Text block:
###

A round of window shopping was next, though window shopping quickly turned into shopping shopping with a foray into Topshop. The retailer was having its annual 'buy one, get one' sale, in which everything in the sale department is...you know. We ended up making a killing, with two pieces each both under $40 total, an unheardof amount for the store. If I had to sway in heels in a bar I was too old for to get that, it was all worth it.


Friday, February 26
Occasionally I will get free tickets to a concert because I occasionally write about music and occasionally publicists like that. I had gotten a plus one this time, and decided to bring AR with me. We would meet up at the bar Rocka Rolla in Williamsburg, which I had heard of but never been to, and as soon as I walked in, heard the Ramones playing, saw album covers on the walls, and a big neon Rolling Stones lips/tongue logo in the back, I knew I was home. As if by magic, I was able to nab a table in a big ol' booth, trying to get my nose to stop running and sipping the hot tea I brought with me like an old woman. Groups of four and more looked at me and rolled their eyes while I waited for AR in this giant booth by myself, but I greeted their eyes with an internal fuck-you and blew my nose again. I had been working for nearly two weeks straight on editing photos from an event and had driven my immune system into the ground with sheer stress and a good ol' inability to stop working but, as ever, I wouldn't let that stop me from having a good time (seriously, one of these days I will grow up and take care of myself like an adult. But today was not that day!). AR arrived shortly and sipped a giant goblet (yes!) of beer for $3 while I sucked on a cough drop. Magically, as we had to leave to head to the venue, so too did my cold symptoms leave as we waltzed up the street to the concert.

The band playing was, shall we say, not our taste. I think AR and I ultimately decided together they were to Mumford and Sons what Hoobastank was to Linkin Park, using, as AR says, any opportunity to throw Hoobastank under the bus. We made hilarious, snide comments to each other the whole show, music snob nerds being way too critical for no reason. To the band's credit, one of their singers was especially lovely and there was one tune and various parts of other tunes that I truly enjoyed. And I'd say, too, that the ability to laugh like that with AR at the show itself was worth going at all.

###

Listed entries:
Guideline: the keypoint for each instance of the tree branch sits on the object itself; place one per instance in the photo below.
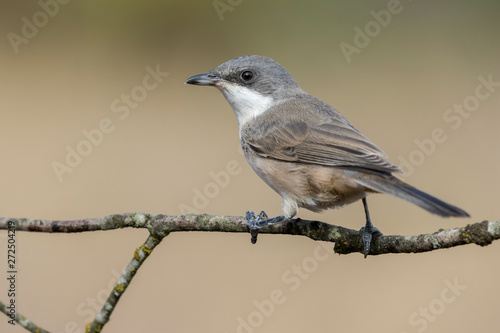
(346, 240)
(140, 255)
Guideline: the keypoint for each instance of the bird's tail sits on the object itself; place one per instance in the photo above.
(395, 187)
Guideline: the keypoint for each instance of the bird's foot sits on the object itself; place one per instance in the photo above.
(256, 222)
(368, 233)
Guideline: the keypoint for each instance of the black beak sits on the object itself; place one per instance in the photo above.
(207, 79)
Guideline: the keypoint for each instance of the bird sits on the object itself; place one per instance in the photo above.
(304, 149)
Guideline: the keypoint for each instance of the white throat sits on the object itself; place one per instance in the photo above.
(246, 103)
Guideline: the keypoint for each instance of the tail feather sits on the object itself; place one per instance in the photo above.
(395, 187)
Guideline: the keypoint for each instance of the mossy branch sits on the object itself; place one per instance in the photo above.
(346, 240)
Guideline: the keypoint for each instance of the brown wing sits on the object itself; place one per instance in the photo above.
(323, 137)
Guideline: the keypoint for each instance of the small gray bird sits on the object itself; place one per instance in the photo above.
(303, 148)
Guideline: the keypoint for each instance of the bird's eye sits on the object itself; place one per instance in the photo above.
(246, 75)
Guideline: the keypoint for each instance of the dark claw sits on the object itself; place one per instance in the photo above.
(368, 234)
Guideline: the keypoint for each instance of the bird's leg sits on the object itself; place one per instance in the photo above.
(368, 231)
(261, 221)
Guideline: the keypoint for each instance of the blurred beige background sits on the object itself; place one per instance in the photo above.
(397, 89)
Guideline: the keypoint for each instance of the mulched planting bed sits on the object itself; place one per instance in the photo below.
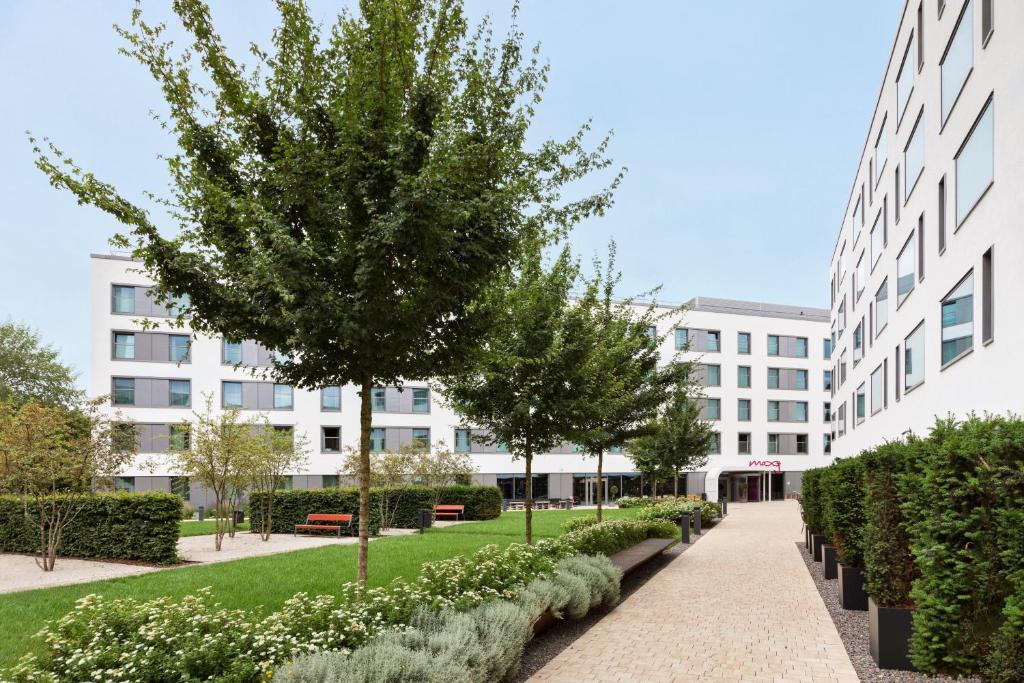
(852, 627)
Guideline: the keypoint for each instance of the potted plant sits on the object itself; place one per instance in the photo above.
(889, 566)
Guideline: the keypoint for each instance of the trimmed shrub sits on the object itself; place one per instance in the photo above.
(844, 514)
(577, 523)
(672, 510)
(965, 505)
(482, 644)
(291, 507)
(142, 527)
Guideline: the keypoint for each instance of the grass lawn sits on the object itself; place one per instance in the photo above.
(264, 583)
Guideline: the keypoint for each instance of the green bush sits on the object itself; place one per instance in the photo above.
(112, 526)
(577, 523)
(844, 514)
(889, 566)
(672, 510)
(483, 644)
(292, 506)
(965, 504)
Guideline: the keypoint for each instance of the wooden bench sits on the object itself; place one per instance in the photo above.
(453, 511)
(326, 522)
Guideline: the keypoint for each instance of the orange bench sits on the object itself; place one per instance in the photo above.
(323, 522)
(453, 511)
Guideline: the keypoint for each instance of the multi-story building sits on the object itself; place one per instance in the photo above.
(765, 370)
(930, 248)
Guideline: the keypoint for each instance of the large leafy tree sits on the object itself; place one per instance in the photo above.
(345, 201)
(625, 386)
(31, 370)
(524, 384)
(678, 439)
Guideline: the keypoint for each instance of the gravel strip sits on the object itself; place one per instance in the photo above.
(852, 627)
(562, 634)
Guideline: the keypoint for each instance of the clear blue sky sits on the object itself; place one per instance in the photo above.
(740, 124)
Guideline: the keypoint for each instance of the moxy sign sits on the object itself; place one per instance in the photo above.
(777, 464)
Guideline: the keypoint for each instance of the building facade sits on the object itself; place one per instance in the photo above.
(765, 369)
(927, 262)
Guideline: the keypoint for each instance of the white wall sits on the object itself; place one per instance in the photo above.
(988, 378)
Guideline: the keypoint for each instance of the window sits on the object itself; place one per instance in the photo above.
(180, 392)
(462, 440)
(881, 153)
(124, 345)
(682, 337)
(904, 269)
(859, 275)
(178, 348)
(124, 299)
(231, 353)
(942, 215)
(913, 358)
(331, 398)
(957, 60)
(282, 396)
(974, 164)
(743, 410)
(987, 330)
(881, 307)
(743, 342)
(378, 439)
(177, 437)
(878, 386)
(913, 157)
(331, 439)
(904, 80)
(421, 400)
(181, 487)
(957, 321)
(231, 394)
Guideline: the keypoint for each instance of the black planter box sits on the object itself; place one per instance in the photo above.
(889, 636)
(851, 588)
(817, 541)
(828, 556)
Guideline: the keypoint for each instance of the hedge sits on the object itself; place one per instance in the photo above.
(111, 526)
(291, 507)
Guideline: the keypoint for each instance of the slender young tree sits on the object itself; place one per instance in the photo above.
(524, 383)
(347, 200)
(625, 386)
(678, 439)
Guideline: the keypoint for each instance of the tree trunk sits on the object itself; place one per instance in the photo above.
(528, 457)
(366, 421)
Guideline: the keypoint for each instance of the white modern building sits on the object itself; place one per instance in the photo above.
(929, 254)
(766, 371)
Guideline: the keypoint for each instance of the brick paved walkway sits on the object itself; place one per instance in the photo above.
(737, 606)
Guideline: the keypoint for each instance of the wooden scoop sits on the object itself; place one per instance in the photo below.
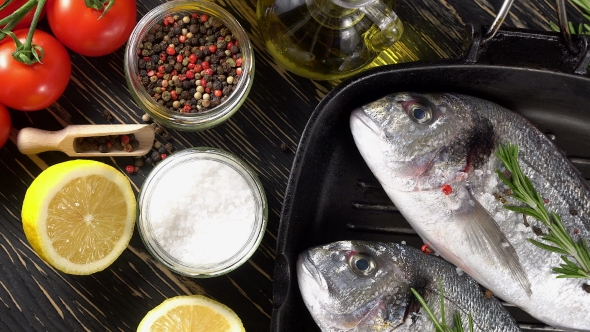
(33, 141)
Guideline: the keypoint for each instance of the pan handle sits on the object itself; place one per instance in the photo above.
(554, 51)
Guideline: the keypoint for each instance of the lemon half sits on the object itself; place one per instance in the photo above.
(79, 215)
(194, 313)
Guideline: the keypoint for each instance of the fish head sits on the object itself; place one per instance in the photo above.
(354, 286)
(414, 141)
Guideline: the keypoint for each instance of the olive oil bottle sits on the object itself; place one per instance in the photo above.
(327, 39)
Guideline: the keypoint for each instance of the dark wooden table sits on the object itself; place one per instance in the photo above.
(36, 297)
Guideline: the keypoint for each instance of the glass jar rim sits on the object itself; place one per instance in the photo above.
(179, 120)
(194, 155)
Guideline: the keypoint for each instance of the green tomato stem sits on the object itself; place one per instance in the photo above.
(29, 42)
(18, 14)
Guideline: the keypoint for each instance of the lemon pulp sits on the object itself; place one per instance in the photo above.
(193, 313)
(79, 215)
(86, 218)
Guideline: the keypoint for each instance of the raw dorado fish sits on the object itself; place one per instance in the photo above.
(365, 286)
(419, 144)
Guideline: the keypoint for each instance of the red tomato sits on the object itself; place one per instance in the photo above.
(34, 87)
(5, 125)
(26, 20)
(79, 28)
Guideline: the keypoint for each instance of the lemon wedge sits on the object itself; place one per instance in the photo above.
(194, 313)
(79, 215)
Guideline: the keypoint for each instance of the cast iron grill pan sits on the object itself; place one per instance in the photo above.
(332, 195)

###

Task to complete:
Carry on the diary of evenings out past its final sentence, which closes with "worth going at all".

Response to this task:
AR found another concert for us to go to afterward, at Legion in Williamsburg/Bushwick. We wound ourselves through the bar to a back room with gorgeous, wood-paneled walls and a tiny yet well-lit wooden stage to see the art-rock band Howardian. Somehow, with 3/5 of their band missing they still had a great time, and so did we. The drummer, tickling the snare, mumbled "I am a coconut," from underneath a pile of his hair and it was so weird we loved it.

"How are you feeling?" AR asked me while the band was setting up.
"I am having some trouble breathing!" I said, sipping the cider I probably shouldn't have been drinking and then laughing. Whatever.

We left Legion and bounced into the frigid night, the one I think now (I HOPE now) will be the last of the season. "I'm hungry!" AR said as we walked up Humboldt Street. "Okay," I said. "What around here is open late?" I literally had no idea where we were and I wondered if I had even been to this part of Brooklyn before, but AR used to live off the Graham Avenue L stop so he knew where to take us.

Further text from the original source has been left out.